__Prompt__.
Write out, word for word, every line from the one where "<point>619,187</point>" occurs to the final line of the entries, and nothing beyond them.

__Natural-language object grounding data__.
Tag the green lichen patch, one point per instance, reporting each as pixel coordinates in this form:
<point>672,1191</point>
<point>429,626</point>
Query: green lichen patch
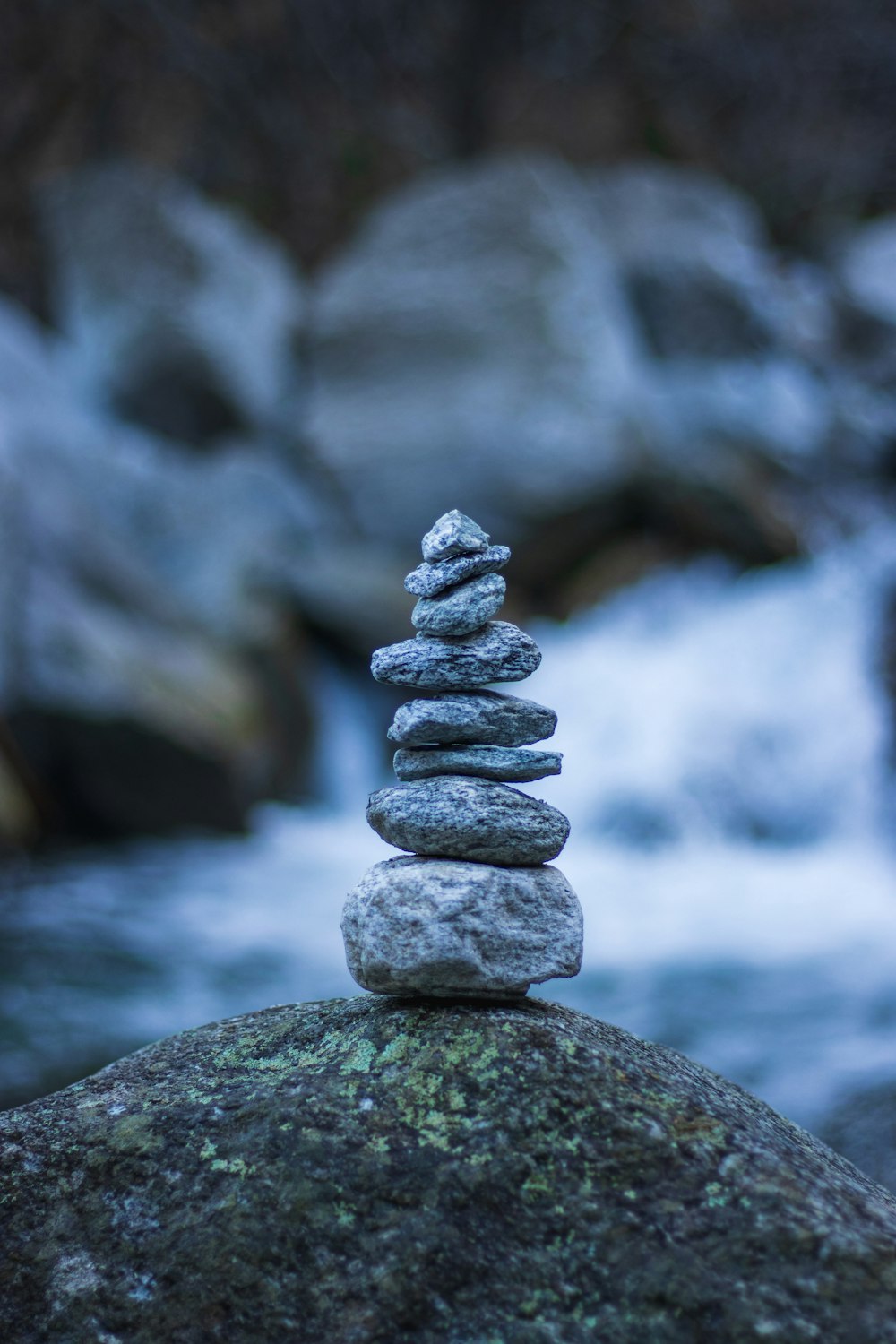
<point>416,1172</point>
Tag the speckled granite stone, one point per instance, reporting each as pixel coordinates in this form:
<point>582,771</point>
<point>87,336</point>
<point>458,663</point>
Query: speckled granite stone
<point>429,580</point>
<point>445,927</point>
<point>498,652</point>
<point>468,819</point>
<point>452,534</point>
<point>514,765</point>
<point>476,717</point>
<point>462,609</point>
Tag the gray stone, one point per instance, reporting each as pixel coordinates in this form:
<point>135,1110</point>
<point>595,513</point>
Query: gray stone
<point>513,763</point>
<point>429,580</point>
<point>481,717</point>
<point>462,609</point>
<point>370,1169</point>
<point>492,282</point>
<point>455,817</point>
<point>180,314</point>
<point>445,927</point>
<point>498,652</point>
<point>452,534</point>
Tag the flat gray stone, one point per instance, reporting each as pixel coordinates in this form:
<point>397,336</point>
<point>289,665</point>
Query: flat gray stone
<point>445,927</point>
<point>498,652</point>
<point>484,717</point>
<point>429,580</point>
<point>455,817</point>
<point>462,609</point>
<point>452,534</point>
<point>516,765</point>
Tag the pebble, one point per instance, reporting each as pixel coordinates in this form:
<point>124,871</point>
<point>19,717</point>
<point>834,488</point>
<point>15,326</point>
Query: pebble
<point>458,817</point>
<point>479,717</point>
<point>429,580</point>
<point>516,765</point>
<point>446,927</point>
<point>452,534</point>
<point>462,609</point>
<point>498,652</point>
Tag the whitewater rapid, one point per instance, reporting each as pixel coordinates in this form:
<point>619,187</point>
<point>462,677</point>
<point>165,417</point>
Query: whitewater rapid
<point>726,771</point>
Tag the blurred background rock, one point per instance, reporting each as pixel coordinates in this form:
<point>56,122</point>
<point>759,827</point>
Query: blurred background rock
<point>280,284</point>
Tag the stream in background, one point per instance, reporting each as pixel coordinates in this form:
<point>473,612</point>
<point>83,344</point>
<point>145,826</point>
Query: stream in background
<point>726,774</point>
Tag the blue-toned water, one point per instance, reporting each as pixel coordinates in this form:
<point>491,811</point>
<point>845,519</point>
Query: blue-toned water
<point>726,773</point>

__Expected output__.
<point>619,187</point>
<point>462,677</point>
<point>165,417</point>
Query: whitewater rapid
<point>726,771</point>
Tag the blurred background rock, one point per instance, reporting each as pixel coordinates in this form:
<point>56,122</point>
<point>759,827</point>
Query: blurred background rock
<point>280,284</point>
Tag the stream in background, one point per instance, reporting each as pixel coordinates in this form:
<point>473,612</point>
<point>83,344</point>
<point>145,826</point>
Query: stream in background
<point>726,774</point>
Tag the blue-toned water, one point per instance, reporting each as pixel coordinates in this form:
<point>491,811</point>
<point>845,519</point>
Query: blue-toned water
<point>726,773</point>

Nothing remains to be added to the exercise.